- _WHAT TO WORK ON_
Transcribe each of the records below exactly, excluding all pictures.

[Image point grounding data]
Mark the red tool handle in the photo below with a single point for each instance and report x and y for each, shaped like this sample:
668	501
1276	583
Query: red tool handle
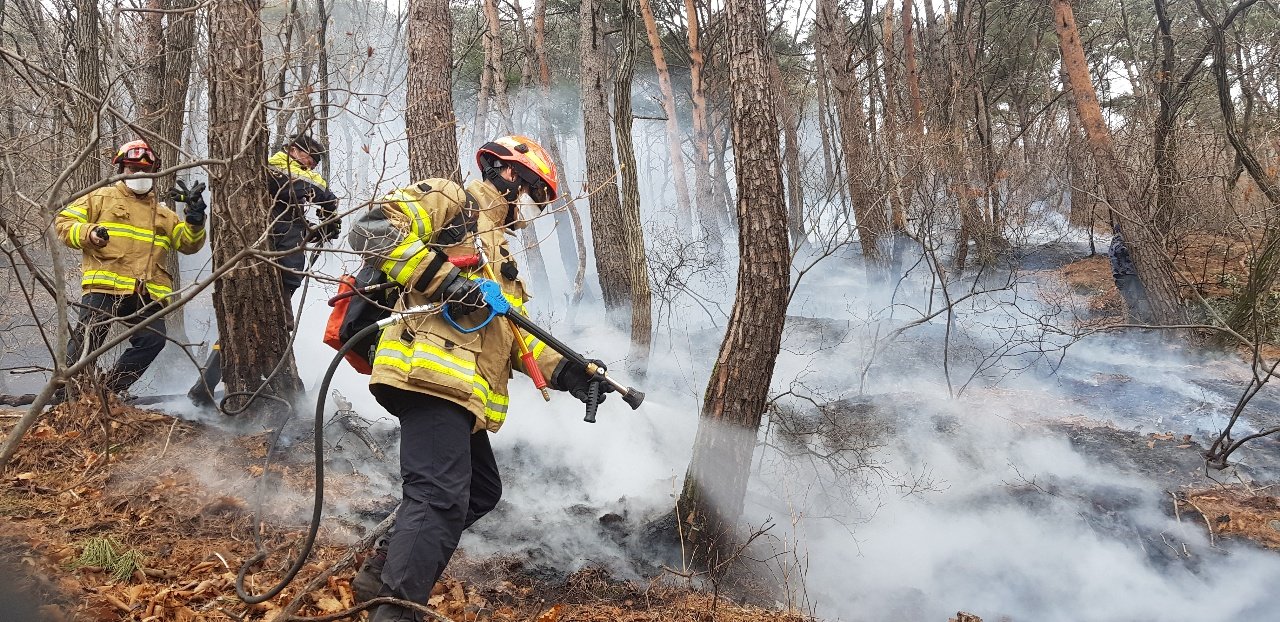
535	373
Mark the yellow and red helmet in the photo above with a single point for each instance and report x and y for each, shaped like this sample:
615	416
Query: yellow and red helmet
137	155
528	159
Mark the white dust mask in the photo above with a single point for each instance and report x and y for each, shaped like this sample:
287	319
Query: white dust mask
140	186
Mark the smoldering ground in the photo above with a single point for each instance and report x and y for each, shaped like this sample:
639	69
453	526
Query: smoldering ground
949	490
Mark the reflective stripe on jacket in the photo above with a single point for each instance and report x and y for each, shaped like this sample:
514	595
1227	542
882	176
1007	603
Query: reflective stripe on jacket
424	353
141	236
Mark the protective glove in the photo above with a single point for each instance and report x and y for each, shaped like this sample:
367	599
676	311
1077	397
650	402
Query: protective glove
571	376
99	237
467	295
195	200
332	229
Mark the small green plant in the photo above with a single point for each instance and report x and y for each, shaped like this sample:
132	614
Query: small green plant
108	553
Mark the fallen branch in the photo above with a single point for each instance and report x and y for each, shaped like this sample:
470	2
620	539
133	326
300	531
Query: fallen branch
369	604
321	579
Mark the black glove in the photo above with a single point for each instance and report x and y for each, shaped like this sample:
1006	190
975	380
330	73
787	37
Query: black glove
195	200
464	293
571	376
330	229
510	270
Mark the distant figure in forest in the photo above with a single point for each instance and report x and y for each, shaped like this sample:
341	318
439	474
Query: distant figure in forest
126	236
292	183
1137	305
448	387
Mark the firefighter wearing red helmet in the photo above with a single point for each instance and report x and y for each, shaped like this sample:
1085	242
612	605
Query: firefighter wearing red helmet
448	388
126	236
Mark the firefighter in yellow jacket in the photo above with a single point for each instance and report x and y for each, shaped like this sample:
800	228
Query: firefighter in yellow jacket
127	237
448	388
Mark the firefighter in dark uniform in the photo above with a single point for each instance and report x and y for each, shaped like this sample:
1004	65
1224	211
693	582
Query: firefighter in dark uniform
293	183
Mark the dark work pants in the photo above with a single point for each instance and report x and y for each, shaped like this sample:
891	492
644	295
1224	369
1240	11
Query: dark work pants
1137	305
449	480
95	316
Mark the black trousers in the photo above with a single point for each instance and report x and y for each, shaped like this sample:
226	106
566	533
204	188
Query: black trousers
95	318
449	480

- _TASK SOLUTION_
Mark the red tool handle in the photo below with a single point for each instance and report x and y for each, shaped like this sample:
668	501
1276	583
Query: red tool handle
535	373
Mark the yellow and red helmet in the photo above with a single point for each instance and report x and y for each, shaped like this sample:
615	416
Query: yellow and red helmet
137	155
528	159
Mark the white dust mask in the photo above with a single point for each instance and report x and y for each, shaped like this sample:
287	319
Query: white dust mask
140	186
Mark the smoldering ground in the photo above with a single point for each instance and report x and y for each, shaped like this sample:
639	69
453	526
Query: smoldering ground
949	490
Mark the reflective stripe on jacket in the photo above with a single point for each instance and report x and y for each, shaped like this sample:
514	595
1227	542
882	176
1007	603
Query: reflective stripe on jacket
424	353
141	236
Mark the protective glove in the photo above with a single point for each instance and report x and y for each, shaped like this sample:
367	599
676	311
1077	397
650	402
Query: protective glove
571	376
99	237
467	295
195	200
332	229
Mark the small green plant in the photo above with a single point for each instance and report x and y for each, shaped like this sample:
132	614
Query: small green plant
108	553
Mark the fallen branch in the photo above with a single point for each instance and report x and y for each, shaped like this sample:
470	2
620	539
133	326
300	531
Query: fallen branch
369	604
321	579
Mark the black glove in the photo above with a single point for each instance and report x and y for each, shaped like this sample:
1006	190
975	380
330	73
787	37
Query: black glove
195	200
464	293
571	376
330	229
510	270
Mark the distant figure in forest in the photo above with a single point for each instance and report x and y for each, shaped like this sample:
341	318
439	474
Query: distant figure in forest
126	236
292	183
1137	305
448	387
Mark the firefighter wearing red helmet in the photo above with a single point for each instance and report x and y for each, shaped like this sample:
1085	242
612	605
Query: firefighter wearing red helmet
448	388
126	236
Mark the firefighter in yellow jacket in the photo above with a single point for each instance and report x and y for each, shaped like this sample:
800	228
Query: firefighter in yellow jacket
127	237
448	388
Mark the firefighter in dark uniform in the photo above with a single point for each instance and report x and y for each, shaped like this sample:
1004	65
1224	211
693	582
Query: firefighter in dark uniform
293	183
Mark the dark work pants in the photo above with a single point for each instance and report x and y for each, shaped like this sample:
891	492
644	295
1224	369
1240	11
Query: dark work pants
1137	305
449	480
95	316
Mark the black trousers in the photo above with a single point for each instance and report x and y for each, shaped like this sample:
226	106
566	533
204	188
Query: black trousers
95	318
449	480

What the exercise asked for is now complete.